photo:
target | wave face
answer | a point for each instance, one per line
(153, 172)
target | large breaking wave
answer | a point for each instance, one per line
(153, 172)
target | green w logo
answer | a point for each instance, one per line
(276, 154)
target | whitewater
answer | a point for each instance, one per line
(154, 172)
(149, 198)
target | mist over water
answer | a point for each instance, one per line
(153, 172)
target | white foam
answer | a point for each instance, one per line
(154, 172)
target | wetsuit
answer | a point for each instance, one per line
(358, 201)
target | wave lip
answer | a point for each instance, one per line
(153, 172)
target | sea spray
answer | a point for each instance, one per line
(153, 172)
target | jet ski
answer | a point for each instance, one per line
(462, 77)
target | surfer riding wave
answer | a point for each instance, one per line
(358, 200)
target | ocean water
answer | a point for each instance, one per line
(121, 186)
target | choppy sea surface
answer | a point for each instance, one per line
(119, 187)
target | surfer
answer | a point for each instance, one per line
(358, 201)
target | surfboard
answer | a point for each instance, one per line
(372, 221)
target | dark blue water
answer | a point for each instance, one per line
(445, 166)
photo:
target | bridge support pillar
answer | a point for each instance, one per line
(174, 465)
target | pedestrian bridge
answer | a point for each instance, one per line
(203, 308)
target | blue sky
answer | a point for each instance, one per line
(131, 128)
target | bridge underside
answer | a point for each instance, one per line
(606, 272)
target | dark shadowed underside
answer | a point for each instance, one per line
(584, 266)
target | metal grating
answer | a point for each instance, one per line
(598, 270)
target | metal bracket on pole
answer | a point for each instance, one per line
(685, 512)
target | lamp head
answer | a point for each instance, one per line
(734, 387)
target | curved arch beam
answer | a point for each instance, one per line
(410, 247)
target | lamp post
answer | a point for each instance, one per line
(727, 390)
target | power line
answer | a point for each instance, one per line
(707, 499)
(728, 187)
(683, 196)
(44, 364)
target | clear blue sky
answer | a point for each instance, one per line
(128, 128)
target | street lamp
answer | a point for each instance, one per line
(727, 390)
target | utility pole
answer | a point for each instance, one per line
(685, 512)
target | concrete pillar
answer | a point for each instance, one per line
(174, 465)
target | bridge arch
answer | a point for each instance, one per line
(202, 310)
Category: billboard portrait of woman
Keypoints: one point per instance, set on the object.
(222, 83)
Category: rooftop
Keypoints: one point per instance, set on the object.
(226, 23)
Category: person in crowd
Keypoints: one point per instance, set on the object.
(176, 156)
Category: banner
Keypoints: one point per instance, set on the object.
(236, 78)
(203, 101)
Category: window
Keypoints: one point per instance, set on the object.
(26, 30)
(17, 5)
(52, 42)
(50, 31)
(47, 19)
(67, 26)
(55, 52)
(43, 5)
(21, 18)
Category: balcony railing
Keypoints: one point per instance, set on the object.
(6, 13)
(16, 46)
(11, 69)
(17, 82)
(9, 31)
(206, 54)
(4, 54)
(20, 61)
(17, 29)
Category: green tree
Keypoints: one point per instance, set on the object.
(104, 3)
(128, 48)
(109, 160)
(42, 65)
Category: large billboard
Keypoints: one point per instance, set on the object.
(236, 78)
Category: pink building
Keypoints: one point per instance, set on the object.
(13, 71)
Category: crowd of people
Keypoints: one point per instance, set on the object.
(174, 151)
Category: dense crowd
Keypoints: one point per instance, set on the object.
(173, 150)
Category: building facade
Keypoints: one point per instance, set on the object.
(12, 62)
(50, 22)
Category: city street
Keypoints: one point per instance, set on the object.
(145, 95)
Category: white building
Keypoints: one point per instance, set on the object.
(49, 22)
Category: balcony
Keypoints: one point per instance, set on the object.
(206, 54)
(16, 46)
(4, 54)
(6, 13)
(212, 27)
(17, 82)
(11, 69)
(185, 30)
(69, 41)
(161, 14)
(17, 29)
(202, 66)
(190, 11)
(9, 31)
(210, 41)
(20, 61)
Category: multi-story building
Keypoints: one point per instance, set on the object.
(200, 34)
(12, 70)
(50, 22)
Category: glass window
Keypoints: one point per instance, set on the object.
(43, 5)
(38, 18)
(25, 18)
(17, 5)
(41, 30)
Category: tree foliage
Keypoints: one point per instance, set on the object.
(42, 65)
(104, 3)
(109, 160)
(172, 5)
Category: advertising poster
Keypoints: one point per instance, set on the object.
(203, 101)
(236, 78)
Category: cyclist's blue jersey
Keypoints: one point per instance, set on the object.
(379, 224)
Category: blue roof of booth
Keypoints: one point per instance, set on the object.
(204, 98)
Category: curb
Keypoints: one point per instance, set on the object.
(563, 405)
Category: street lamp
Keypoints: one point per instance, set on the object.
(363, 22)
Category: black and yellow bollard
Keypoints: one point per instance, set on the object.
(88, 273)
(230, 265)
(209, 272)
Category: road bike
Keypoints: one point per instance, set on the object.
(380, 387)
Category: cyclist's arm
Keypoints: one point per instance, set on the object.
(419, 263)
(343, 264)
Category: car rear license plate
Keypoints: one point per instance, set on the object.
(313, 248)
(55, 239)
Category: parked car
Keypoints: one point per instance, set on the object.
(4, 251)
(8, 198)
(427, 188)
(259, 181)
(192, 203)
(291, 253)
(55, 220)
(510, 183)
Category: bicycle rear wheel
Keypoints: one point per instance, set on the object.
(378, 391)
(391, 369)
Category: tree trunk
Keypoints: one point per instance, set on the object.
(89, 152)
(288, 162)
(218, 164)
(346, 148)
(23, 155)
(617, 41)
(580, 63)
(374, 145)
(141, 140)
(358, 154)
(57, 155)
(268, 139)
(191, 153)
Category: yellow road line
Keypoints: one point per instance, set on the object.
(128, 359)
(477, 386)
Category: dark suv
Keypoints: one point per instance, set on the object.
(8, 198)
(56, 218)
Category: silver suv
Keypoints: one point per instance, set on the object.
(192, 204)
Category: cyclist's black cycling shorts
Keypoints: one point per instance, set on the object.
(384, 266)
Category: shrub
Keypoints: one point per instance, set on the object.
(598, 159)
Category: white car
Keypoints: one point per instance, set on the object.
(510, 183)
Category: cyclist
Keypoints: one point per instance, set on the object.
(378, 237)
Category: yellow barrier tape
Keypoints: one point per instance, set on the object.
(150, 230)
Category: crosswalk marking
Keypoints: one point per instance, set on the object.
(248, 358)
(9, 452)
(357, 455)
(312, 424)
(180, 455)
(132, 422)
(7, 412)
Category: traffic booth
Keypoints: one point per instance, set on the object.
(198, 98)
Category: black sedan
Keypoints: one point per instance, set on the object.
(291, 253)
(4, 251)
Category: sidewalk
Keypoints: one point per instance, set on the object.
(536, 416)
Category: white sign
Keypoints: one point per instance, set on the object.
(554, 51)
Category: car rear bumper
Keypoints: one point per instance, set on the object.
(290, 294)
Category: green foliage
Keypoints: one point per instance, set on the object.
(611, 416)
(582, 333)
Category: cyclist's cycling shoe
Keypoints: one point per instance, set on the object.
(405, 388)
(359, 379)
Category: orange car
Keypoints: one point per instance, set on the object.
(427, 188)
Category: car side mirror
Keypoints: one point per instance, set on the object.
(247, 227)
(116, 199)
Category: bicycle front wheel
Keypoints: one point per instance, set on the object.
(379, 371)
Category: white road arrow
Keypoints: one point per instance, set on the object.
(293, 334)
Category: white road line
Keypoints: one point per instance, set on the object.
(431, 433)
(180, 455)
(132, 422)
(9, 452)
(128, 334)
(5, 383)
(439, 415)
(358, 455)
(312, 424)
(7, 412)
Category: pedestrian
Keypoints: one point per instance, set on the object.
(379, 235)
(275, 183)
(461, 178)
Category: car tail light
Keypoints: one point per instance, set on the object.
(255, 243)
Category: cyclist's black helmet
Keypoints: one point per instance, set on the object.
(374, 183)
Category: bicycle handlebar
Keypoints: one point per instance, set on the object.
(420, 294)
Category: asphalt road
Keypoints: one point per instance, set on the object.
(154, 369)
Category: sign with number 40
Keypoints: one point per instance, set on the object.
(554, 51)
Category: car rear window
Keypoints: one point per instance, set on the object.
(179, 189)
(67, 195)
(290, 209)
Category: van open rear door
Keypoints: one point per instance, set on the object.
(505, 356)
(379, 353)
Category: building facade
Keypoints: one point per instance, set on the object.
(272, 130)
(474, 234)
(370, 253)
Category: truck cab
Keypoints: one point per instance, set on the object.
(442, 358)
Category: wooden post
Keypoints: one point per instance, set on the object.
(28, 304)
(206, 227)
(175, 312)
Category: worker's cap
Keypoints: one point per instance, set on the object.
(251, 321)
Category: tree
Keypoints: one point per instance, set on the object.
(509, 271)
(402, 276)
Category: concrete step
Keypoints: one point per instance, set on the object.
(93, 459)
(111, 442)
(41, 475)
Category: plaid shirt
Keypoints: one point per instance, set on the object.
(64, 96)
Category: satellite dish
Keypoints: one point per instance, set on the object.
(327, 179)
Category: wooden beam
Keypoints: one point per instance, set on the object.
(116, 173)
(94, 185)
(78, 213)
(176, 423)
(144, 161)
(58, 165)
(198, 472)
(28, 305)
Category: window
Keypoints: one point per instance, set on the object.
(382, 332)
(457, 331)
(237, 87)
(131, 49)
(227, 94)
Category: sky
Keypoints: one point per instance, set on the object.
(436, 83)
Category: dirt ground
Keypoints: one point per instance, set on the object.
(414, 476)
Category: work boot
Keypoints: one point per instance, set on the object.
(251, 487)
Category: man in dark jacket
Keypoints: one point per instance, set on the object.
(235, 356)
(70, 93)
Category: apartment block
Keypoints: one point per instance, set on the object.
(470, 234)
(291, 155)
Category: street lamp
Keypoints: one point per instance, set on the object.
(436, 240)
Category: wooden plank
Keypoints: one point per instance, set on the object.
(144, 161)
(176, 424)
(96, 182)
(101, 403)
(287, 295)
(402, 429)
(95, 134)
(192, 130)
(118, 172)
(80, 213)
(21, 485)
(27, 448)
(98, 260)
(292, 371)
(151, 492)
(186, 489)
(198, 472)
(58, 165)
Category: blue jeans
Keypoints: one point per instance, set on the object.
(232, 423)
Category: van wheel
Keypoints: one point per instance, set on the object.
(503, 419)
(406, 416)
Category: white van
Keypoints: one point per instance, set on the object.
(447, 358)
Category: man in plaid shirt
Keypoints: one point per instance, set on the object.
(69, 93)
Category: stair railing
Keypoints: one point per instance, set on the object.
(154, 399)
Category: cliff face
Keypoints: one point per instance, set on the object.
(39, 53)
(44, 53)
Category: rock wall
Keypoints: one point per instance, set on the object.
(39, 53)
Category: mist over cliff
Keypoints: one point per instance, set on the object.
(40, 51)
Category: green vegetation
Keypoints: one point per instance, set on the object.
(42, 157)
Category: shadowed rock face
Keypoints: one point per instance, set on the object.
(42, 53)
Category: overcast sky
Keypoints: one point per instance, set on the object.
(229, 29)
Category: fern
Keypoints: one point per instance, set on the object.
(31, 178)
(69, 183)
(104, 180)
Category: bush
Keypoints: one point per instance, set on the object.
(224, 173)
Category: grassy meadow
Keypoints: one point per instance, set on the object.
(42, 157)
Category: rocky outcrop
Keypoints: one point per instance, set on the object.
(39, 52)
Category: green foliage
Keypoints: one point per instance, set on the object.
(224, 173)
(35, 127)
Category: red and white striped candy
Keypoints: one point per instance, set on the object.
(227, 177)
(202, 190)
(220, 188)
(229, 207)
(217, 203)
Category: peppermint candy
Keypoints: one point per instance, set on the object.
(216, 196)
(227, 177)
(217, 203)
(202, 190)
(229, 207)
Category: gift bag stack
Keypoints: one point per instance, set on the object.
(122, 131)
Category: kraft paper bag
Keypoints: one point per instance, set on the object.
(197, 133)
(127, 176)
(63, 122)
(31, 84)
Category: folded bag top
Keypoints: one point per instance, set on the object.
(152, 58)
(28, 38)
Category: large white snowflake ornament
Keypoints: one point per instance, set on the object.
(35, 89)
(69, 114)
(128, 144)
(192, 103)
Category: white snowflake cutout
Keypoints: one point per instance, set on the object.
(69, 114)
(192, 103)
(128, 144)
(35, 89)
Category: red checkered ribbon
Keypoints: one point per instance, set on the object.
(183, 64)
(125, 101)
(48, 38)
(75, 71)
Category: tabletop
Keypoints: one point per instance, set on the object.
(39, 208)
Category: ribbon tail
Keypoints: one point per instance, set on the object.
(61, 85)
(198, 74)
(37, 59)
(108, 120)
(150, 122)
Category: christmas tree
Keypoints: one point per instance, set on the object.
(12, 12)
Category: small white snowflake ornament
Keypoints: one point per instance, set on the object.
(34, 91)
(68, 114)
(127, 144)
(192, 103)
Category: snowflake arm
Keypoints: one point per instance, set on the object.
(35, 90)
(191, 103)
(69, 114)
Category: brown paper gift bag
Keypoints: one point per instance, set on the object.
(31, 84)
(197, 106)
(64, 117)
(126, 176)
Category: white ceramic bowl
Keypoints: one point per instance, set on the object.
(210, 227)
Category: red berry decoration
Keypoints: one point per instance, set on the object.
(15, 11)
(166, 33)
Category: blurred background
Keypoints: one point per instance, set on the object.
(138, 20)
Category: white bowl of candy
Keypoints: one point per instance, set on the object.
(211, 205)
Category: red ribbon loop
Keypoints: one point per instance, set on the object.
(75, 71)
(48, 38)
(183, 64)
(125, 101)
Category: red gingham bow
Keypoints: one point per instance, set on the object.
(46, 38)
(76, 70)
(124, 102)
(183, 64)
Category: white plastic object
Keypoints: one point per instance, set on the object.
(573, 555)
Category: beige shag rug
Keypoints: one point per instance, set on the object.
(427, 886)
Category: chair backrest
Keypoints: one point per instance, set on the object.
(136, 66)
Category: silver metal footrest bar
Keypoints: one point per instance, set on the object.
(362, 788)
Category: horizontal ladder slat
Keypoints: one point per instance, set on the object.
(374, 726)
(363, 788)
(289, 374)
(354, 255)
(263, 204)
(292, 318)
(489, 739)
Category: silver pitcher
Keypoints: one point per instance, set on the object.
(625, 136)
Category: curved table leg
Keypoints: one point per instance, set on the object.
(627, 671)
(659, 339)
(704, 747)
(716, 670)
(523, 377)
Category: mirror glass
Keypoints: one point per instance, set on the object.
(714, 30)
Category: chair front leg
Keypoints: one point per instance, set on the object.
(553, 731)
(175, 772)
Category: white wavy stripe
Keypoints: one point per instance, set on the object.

» Activity
Take from the material above the lines running from the one with "Category: blue roof of booth" through the one with "Category: road bike", and repeat them exactly, with nothing else.

» Result
Category: blue roof of booth
Keypoints: one point per instance, set on the object.
(204, 98)
Category: curb
Keypoints: one point per instance, set on the object.
(563, 405)
Category: street lamp
Keypoints: one point per instance, set on the object.
(363, 22)
Category: black and yellow bollard
Keypoints: one point per instance, set on the object.
(88, 273)
(230, 265)
(209, 272)
Category: road bike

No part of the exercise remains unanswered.